**Provided text**.
* start *

Sail-World.com : Another rescue by AMVER ship Northern Star - thank you AMVER!















Of course, HOKULANI survived, drifted up into the Gulf of Mexico to the vicinity of the Mississippi Delta, and was eventually salvaged...

BoaterEd - Abandoned Sailboat passing our platform


----------



## MedSailor

JonEisberg said:


> Here's another from last year, very curious... Tough to see what the "severe damage" was that led to this one (appears to be a Morgan 38, a pretty tough boat) being abandoned north of Cuba...


Clearly since the boat drifted so far without sinking there was no imminent danger. As for damage, I see a couple of possibilities:

It looks like the lower shrouds on both sides are slack and swinging around. They could be running backstays, or flag halyards or something else but it looks like the shrouds are slack.

I'm also wondering if they lost a headstay. Is the boat a cutter or double headsail sloop? The furled headsail in the video does not extend all the way to the end of the bowsprit, or meet up with the bobstay. Was there another stay out there before that is now gone?

MedSailor


----------



## JonEisberg

MedSailor said:


> Clearly since the boat drifted so far without sinking there was no imminent danger. As for damage, I see a couple of possibilities:
> 
> It looks like the lower shrouds on both sides are slack and swinging around. They could be running backstays, or flag halyards or something else but it looks like the shrouds are slack.

* end *

**Data supplied**.
* start *

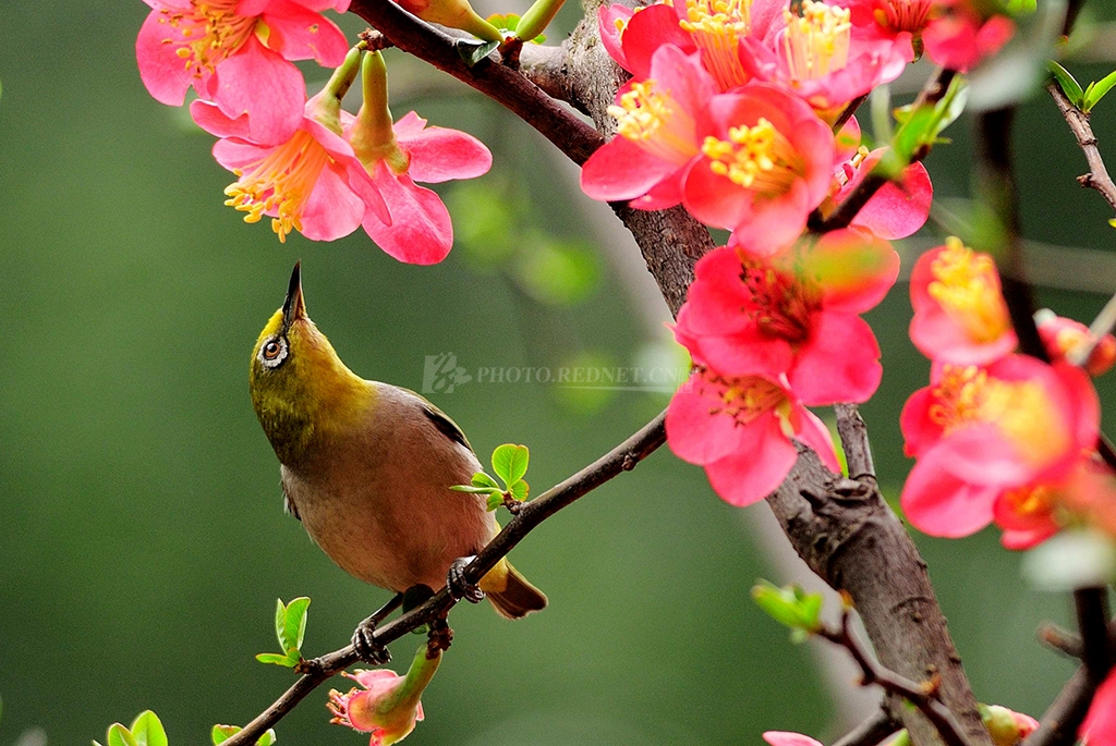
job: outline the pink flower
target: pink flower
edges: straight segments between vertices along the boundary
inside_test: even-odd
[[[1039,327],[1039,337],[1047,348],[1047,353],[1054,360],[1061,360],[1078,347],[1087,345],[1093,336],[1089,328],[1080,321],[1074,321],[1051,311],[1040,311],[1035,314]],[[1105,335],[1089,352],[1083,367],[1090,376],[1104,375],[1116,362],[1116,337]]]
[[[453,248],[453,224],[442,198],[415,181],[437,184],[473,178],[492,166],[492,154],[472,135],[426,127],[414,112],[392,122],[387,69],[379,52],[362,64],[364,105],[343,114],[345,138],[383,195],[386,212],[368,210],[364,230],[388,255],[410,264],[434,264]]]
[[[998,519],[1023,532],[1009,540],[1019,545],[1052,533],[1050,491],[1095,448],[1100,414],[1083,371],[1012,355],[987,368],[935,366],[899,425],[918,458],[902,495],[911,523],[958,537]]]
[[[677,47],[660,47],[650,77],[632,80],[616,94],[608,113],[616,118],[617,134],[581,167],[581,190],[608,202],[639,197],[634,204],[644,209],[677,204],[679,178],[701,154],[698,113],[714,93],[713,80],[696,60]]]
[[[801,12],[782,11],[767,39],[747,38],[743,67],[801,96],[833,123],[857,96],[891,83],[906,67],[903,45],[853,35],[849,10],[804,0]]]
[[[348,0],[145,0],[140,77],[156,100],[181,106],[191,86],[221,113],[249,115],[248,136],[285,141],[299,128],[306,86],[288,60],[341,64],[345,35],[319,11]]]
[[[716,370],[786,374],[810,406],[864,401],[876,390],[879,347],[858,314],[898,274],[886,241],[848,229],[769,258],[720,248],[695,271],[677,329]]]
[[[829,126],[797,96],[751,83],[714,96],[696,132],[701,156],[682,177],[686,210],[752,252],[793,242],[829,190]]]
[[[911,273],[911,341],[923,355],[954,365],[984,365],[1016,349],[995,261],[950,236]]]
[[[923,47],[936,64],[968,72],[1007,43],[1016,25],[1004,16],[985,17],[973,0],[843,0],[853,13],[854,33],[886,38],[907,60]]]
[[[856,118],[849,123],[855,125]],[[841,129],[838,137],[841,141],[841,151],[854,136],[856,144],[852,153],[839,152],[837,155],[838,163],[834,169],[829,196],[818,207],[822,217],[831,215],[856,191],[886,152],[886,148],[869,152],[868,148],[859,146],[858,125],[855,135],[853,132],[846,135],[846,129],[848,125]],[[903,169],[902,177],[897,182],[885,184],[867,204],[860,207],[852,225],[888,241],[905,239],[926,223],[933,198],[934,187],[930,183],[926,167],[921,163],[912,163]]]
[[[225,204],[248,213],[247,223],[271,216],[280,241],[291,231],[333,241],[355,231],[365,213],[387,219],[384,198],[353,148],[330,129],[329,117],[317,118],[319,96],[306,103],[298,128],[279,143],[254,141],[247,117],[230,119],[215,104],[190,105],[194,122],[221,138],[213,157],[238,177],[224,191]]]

* end *

**Task list**.
1. In the sailing forum thread, where did HOKULANI drift before it was eventually salvaged?
2. In the sailing forum thread, MedSailor sees lines on the abandoned boat that are slack and swinging around. What does MedSailor say those lines might be?

**Answers to each task**.
1. Up into the Gulf of Mexico to the vicinity of the Mississippi Delta.

2. Lower shrouds, running backstays, or flag halyards.